◆ Records for this exercise
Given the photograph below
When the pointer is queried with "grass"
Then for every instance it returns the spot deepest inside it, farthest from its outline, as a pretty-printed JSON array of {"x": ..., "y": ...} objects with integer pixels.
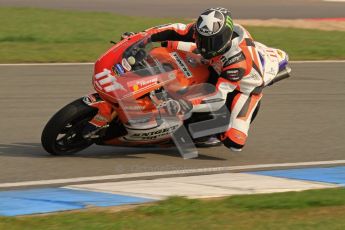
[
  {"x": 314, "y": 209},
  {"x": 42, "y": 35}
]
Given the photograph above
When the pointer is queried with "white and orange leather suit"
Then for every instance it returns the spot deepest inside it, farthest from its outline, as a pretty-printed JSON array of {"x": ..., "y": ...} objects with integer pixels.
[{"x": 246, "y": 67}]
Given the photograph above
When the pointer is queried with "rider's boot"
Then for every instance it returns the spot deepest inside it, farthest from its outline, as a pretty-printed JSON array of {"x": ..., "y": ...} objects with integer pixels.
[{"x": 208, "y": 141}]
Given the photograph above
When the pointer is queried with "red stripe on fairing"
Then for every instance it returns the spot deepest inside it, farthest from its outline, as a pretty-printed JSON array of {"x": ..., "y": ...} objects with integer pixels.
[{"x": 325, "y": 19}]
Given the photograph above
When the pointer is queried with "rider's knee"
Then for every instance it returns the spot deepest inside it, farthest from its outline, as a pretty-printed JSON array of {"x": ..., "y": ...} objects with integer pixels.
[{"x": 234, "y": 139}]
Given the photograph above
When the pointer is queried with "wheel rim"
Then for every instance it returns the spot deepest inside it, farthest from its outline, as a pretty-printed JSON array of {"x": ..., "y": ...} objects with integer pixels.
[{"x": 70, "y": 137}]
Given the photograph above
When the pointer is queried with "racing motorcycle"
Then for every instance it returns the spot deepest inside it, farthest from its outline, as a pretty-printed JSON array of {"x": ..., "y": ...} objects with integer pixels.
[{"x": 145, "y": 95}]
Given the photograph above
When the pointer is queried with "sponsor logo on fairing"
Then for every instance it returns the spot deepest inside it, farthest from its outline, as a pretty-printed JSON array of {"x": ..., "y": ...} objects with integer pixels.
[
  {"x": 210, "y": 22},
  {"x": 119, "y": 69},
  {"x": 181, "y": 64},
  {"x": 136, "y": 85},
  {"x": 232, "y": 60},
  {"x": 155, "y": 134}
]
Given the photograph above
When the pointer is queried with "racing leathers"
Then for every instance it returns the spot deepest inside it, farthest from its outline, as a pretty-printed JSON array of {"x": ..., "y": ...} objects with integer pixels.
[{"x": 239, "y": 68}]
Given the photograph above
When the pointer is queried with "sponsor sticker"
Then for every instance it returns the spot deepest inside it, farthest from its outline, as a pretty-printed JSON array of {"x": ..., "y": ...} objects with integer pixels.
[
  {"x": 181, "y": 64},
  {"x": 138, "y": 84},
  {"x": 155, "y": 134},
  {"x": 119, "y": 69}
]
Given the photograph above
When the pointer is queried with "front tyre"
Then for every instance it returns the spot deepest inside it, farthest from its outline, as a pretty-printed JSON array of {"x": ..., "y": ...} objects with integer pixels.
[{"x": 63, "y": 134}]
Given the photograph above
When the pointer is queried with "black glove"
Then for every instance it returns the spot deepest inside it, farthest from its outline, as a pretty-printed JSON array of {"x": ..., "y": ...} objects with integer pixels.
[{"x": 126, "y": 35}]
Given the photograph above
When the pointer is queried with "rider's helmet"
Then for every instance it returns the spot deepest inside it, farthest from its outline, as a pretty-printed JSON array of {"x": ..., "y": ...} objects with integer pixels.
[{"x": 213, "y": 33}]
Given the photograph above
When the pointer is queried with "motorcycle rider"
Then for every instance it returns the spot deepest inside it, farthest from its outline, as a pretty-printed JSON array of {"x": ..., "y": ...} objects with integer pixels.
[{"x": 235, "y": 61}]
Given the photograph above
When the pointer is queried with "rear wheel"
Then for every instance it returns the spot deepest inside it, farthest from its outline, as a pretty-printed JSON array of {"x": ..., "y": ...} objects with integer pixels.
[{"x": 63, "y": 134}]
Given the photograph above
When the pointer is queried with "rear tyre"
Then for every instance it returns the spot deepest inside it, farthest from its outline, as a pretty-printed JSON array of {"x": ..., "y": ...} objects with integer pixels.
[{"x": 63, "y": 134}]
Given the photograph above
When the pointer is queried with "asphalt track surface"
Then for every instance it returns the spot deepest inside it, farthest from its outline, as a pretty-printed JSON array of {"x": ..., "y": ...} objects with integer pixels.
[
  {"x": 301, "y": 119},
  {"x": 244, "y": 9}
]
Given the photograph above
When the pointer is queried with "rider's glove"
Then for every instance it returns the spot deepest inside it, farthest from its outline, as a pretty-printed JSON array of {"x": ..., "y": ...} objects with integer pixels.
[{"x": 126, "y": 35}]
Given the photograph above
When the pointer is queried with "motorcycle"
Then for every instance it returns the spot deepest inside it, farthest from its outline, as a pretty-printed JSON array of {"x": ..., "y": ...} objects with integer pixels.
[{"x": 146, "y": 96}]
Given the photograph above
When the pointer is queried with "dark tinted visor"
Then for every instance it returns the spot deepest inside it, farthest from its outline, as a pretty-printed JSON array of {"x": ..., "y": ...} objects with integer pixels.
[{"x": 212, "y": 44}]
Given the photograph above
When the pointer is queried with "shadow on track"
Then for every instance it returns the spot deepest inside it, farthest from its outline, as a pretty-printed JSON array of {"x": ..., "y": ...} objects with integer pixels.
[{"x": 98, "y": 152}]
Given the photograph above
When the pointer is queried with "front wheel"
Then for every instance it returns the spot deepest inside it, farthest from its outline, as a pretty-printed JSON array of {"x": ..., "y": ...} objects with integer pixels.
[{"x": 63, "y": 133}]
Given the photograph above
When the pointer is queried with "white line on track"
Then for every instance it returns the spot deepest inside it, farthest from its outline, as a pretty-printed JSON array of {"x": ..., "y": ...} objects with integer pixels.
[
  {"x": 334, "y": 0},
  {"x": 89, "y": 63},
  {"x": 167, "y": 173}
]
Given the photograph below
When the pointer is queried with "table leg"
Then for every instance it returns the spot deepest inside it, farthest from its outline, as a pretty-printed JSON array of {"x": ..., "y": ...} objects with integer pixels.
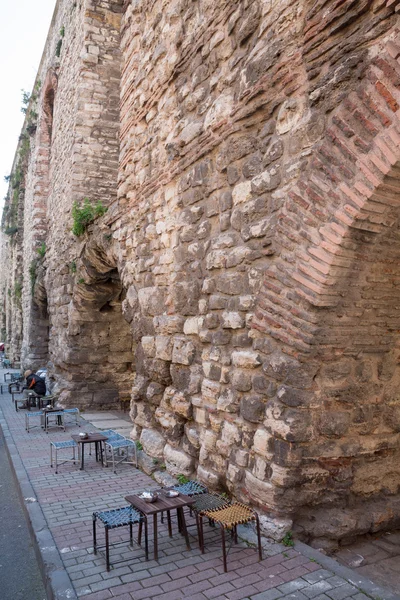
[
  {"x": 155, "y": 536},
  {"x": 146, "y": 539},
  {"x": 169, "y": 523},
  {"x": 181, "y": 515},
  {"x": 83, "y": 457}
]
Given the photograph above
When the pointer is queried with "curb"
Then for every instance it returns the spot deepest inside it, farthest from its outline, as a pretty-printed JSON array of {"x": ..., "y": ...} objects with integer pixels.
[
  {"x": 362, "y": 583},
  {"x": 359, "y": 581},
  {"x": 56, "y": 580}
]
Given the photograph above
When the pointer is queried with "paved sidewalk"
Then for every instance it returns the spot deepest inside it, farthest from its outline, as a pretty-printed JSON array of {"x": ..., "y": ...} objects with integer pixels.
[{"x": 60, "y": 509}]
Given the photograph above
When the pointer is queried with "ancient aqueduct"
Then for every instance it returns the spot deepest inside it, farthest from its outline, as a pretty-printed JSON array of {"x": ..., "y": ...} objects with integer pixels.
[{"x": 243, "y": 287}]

◆ Exercise
The data must come back word for word, with every picture removed.

◆ Problem solution
Given the photograph below
When the pointer is queried with "grass"
Then for every instance it returns the spot deepest inside it, farthest from its outline, as a pretty-printed JSON array of {"x": ..., "y": ...} objects with integer pixels.
[
  {"x": 314, "y": 209},
  {"x": 42, "y": 35}
]
Given the photograph above
When the pointer is queried with "white and orange leather suit"
Then for every instance it returns the spot deepest inside it, farthest from its outline, as a pretty-printed JSON array of {"x": ..., "y": ...} objects with integer pixels.
[{"x": 246, "y": 67}]
Given the photograph above
When the pointer is queried with "rider's boot"
Then for every instance it returns the spot deepest inside it, farthest from its outline, as a pretty-printed JSON array of {"x": ..., "y": ...} objects with integer pixels.
[{"x": 208, "y": 141}]
Given the photograph above
When the pointer is queried with "red stripe on fairing"
Then for every instance it returns the spot deepest inside it, farthest from its outline, as a pretty-printed JSON array of {"x": ..., "y": ...} objects with integer pixels.
[{"x": 325, "y": 19}]
Given the photograph above
When the pointer is queried with "rider's knee"
Then for every instance it returns the spot deepest inside it, farthest from its outline, as a pretty-printed JSON array of {"x": ..., "y": ...} objects with integer pixels.
[{"x": 234, "y": 139}]
Given the photograph above
When the pointer is queried with "wheel rim"
Then for every instance it returns the spot deepest inside it, farthest from its outline, as a pretty-printed JSON array of {"x": ..., "y": ...} objects with integer pixels.
[{"x": 70, "y": 137}]
Given the photograph above
When the pointer is queried with "racing motorcycle"
Then for every instance it returns the spot deepest inside it, farthest from its outline, as a pretty-printed JSON array of {"x": ..., "y": ...} objects with integer pixels.
[{"x": 145, "y": 95}]
Given the photograph above
When the pointer is queried with "sponsor logo on fairing"
Then for every instance it returns the spot deepest inside it, farthest from its outline, as a pretty-printed JSON array of {"x": ..., "y": ...} objects with integer pixels.
[
  {"x": 210, "y": 22},
  {"x": 119, "y": 69},
  {"x": 181, "y": 64},
  {"x": 136, "y": 85},
  {"x": 232, "y": 60},
  {"x": 155, "y": 134}
]
Given the photograph above
When the pointer is queried with "racing leathers"
Then for every instance it returns the spot deepest inside it, farthest from its outline, as a pretty-printed JSON array of {"x": ..., "y": ...} objects with integer pixels.
[{"x": 239, "y": 68}]
Given the photograph above
When the pointer is queried with "sponsor sticker"
Then for every instance it returns the spot deepest inside it, farthest from its outline, as a pretty-printed JSON array of {"x": ..., "y": ...} objects with integer pixels.
[
  {"x": 181, "y": 64},
  {"x": 138, "y": 84},
  {"x": 155, "y": 134},
  {"x": 119, "y": 69}
]
Given the photograph above
When the pointer is queried with "front tyre"
Then for every instance it returns the spot deepest inside it, farthest from its outline, as a pretty-printed JSON array of {"x": ..., "y": ...} objects with integer pixels.
[{"x": 63, "y": 134}]
Given the photograph above
When the pointer is queried with "black glove"
Then for every instance it returns the spot deepest inside it, farthest from its outline, as a pretty-printed JSON array of {"x": ..., "y": ...} objects with integer pixels.
[{"x": 126, "y": 35}]
Given the photograph above
When the pointer is queried with "rider's helmet"
Then for every instance it returns the spot deepest inside it, farthest from its outline, as a pretty-printed JSON array of {"x": ..., "y": ...} objects with integer pixels.
[{"x": 213, "y": 33}]
Given the photograph above
When the pointer is queried with "motorcycle rider"
Then for every instance it returns the spot deepest inside it, farthest from its outline, as a pretty-printed JSON array of {"x": ..., "y": ...} objects with integer pixels.
[{"x": 235, "y": 61}]
Given the photograph above
When the pointer is queried with "rear wheel"
Then for every instance it returns the spot deepest inside it, farthest from its outline, as a pretty-printed JSON array of {"x": ..., "y": ...} objects with integer pixels.
[{"x": 63, "y": 134}]
Given the photograph above
When the pointer is queried with "rear tyre"
Then for every instance it returns the spot deepest inside it, farthest from its outline, as a pretty-printed JSON array of {"x": ..., "y": ...} objects with integer pixels.
[{"x": 63, "y": 134}]
Given the photograph above
When the pointer is queried with "asphalt track surface"
Then for every instance it returns the spot deepest inside it, farthest from its outline, as a pretty-printed JSON array of {"x": ..., "y": ...} objects with integer pixels.
[
  {"x": 301, "y": 119},
  {"x": 244, "y": 9}
]
Given the photograph above
When the pointer is queried with "rider's glove"
Then for every instance it returns the spot deepest inside it, farthest from its outline, as a pretty-printed JSON array of {"x": ..., "y": ...} objects with integer pixels.
[{"x": 126, "y": 35}]
Given the photograph above
When the pointer is queried with "motorcycle"
Then for every instance it returns the spot deepest inside it, farthest from its outline, as a pretty-printed JSON array of {"x": ..., "y": ...} objects with integer pixels.
[{"x": 146, "y": 96}]
Given the photograph above
When the pointer is queried with "dark tinted visor"
Then for every instance it returns the spot deepest inside it, farthest from its outline, as a pretty-printed JSON array of {"x": ..., "y": ...} objects with integer pixels.
[{"x": 212, "y": 44}]
Given the photograph above
When the pointer is queried with "shadow on track"
Then for every instance it returns the spot deepest inside it, farthest from its outline, as a pretty-printed JSON array of {"x": ..., "y": ...} objects with integer pixels.
[{"x": 98, "y": 152}]
Given the photograph above
When the pointer is queried with "front wheel"
Then for every instance it returns the spot deepest inside it, farthest from its outline, as a pretty-printed JSON array of {"x": ..., "y": ...} objects with integer pixels.
[{"x": 63, "y": 133}]
Given the photograph above
When the pointer is queried with "white line on track"
Then for every instance it returns the spot deepest inside it, farthest from its outline, as a pretty-printed JSON array of {"x": ..., "y": ...} objects with integer pixels.
[
  {"x": 334, "y": 0},
  {"x": 89, "y": 63},
  {"x": 167, "y": 173}
]
Given the photograph below
When the pointer is queried with "table leg"
Then for every instance it returns the spot deepest inside it, farthest from its outline, as a pretty-printed JSON array of {"x": ..., "y": ...} objects with integer pixels.
[
  {"x": 155, "y": 536},
  {"x": 146, "y": 539},
  {"x": 169, "y": 523},
  {"x": 181, "y": 515},
  {"x": 83, "y": 457}
]
Given the photograph above
When the pointer is queried with "curb"
Then for every instance it returns the spot deepest inside it, farthest from its outline, as a pretty-printed JSON array of {"x": ..., "y": ...} objects with integer pixels.
[
  {"x": 362, "y": 583},
  {"x": 359, "y": 581},
  {"x": 56, "y": 580}
]
Given the photograph above
When the pointer is queried with "paved sidewalk"
Then for every instance it returns the spot deepest inside it, farthest from its outline, as a pretty-printed JSON array of {"x": ..., "y": ...} objects with integer pixels.
[{"x": 60, "y": 509}]
Given the photograph above
When the pointer is queried with "ancient aqueduct"
Then for every instance it returns the spot deepest inside it, farthest from its outline, as a pretty-printed JSON array of {"x": ..., "y": ...} objects with integer pixels.
[{"x": 243, "y": 287}]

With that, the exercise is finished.